**DOCUMENT TEXT**
──────────

That could mean a disadvantage for the candidates who could not get their preferred Chinese names onto the ballot because they failed to satisfy state guidelines by proving that they had been using the names for two years.
Nearly one-third of the people vying for DCCC seats had their Chinese names rejected, as did both of the candidates running for one of the Superior Court judge seats. For those candidates, ballots instead feature phonetically transliterated Chinese names that are unconventional and less memorable. They are lengthy strings of characters that, rather than conveying ideas like “kind” or “justice,” approximate the sounds of English names.
But the effect on election outcomes is probably minor, some local political experts say, because many Chinese voters are too savvy and careful to be swayed by a name in the first place.
“With Chinese voters, you hear a lot like, ‘I don’t want to make a mistake,’” Ross said.
And because candidates’ Chinese and English names appear side-by-side on the bilingual ballot, voters can often figure out their true ethnic identities.
“People are going to be saying ‘Oh, look at that name, I can suspect that even though he has a Chinese name, he’s not going to be Chinese,’” said Josephine Zhao, who previously ran for the city’s school board and has connected politicians with people who helped them come up with their Chinese names.
Rather than being vital to a candidate’s chances, an authentic-looking Chinese name on the ballot may just give them a slight edge, said retired local political strategist David Latterman. If securing a name “takes no effort and costs no money and it can get you a single vote, it’s worth it,” Latterman said.

──────────

**LISTED ENTRIES**
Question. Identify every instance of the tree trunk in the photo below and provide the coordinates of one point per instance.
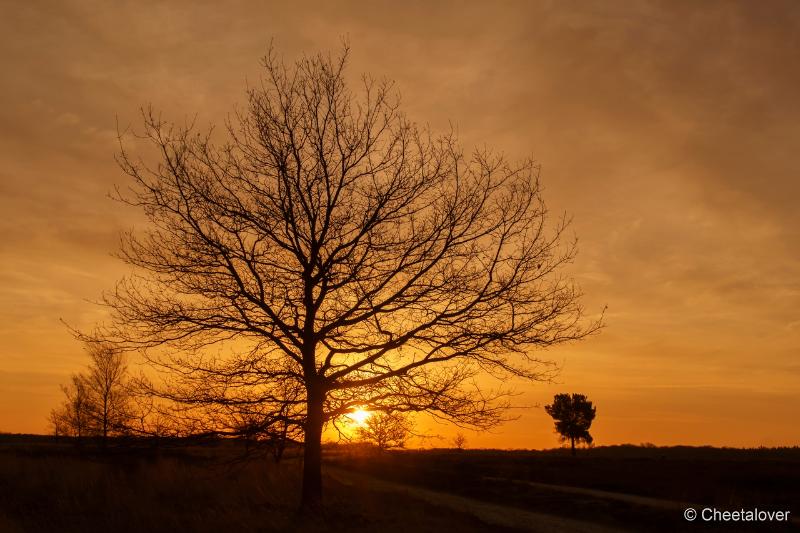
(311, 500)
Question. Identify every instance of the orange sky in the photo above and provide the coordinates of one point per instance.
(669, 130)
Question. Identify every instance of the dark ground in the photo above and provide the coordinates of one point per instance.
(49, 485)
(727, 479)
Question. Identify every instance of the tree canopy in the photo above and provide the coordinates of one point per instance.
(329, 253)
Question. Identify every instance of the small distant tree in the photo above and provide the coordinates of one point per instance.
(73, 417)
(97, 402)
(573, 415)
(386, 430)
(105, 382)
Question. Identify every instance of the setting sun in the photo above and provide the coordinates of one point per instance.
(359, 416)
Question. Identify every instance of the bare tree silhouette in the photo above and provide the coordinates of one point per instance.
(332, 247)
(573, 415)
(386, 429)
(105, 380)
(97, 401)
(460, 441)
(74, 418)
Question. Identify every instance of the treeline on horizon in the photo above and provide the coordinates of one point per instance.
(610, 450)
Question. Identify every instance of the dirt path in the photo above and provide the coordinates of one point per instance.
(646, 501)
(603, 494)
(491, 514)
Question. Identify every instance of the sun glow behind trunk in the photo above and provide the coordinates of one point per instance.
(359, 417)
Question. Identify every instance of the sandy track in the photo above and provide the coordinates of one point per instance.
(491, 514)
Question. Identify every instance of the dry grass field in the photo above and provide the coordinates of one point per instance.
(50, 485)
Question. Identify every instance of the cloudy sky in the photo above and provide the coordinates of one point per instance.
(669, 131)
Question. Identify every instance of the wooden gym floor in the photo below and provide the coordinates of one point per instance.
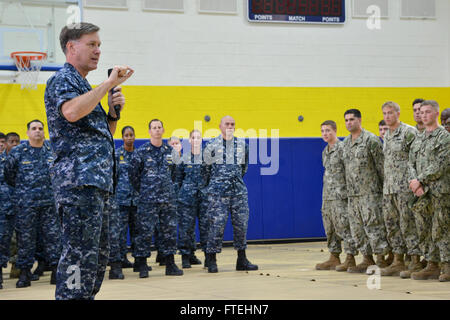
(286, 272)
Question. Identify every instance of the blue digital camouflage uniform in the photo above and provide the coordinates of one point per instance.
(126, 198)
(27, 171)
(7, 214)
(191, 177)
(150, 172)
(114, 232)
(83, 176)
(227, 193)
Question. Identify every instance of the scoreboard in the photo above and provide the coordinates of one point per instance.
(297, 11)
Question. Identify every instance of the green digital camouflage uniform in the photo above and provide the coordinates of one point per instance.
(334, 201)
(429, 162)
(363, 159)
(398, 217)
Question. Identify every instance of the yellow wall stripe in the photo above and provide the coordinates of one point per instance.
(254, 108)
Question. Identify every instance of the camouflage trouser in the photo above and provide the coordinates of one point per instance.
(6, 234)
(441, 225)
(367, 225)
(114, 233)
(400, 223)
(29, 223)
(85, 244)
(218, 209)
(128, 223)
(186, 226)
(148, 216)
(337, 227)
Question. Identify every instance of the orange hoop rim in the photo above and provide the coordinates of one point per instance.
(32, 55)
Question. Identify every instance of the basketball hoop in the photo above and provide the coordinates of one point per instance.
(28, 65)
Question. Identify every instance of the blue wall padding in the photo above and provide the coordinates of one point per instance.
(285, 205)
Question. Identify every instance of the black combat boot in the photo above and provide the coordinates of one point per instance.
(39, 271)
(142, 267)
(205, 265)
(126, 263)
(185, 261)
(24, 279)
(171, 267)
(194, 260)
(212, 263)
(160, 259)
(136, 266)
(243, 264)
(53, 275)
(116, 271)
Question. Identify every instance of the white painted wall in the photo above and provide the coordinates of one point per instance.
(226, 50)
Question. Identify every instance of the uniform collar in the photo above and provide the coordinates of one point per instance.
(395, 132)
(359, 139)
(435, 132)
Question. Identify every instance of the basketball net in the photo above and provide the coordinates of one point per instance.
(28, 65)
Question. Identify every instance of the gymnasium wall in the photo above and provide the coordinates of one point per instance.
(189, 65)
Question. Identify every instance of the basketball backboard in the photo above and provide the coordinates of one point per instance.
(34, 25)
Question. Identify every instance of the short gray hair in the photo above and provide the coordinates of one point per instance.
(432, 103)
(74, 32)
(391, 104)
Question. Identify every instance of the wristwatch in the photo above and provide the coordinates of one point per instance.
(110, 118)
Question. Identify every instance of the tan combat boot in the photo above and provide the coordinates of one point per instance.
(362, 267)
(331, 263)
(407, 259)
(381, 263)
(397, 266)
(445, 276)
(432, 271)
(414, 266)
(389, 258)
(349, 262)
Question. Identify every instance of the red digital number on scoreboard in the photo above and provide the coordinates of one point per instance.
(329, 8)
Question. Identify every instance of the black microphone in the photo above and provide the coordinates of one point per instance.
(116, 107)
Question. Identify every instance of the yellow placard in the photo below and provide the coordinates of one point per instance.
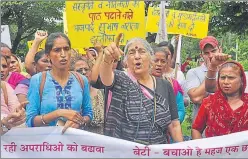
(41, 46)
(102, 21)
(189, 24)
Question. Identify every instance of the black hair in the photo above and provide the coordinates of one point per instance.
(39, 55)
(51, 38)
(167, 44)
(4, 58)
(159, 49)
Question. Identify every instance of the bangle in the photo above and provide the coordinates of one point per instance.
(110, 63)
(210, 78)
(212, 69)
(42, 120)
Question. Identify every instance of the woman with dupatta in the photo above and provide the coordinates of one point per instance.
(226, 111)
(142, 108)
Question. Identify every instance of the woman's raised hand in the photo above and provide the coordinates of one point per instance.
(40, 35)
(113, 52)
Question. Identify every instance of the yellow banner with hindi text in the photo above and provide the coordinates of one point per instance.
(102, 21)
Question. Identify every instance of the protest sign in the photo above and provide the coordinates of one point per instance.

──────────

**YOUR TASKS**
1. Reproduce the passage on Chinese ballot names word for word from "But the effect" to "true ethnic identities.".
2. Answer these questions using the passage on Chinese ballot names:
(a) For how long did candidates have to prove they had been using their preferred Chinese names?
(b) Roughly what share of the people vying for DCCC seats had their Chinese names rejected?
(c) How does the passage describe David Latterman?
The records are separate material and are not part of the passage on Chinese ballot names.

**ANSWERS FOR THE TASKS**
1.
But the effect on election outcomes is probably minor, some local political experts say, because many Chinese voters are too savvy and careful to be swayed by a name in the first place.
“With Chinese voters, you hear a lot like, ‘I don’t want to make a mistake,’” Ross said.
And because candidates’ Chinese and English names appear side-by-side on the bilingual ballot, voters can often figure out their true ethnic identities.

2.
(a) Two years.
(b) Nearly one-third.
(c) As a retired local political strategist.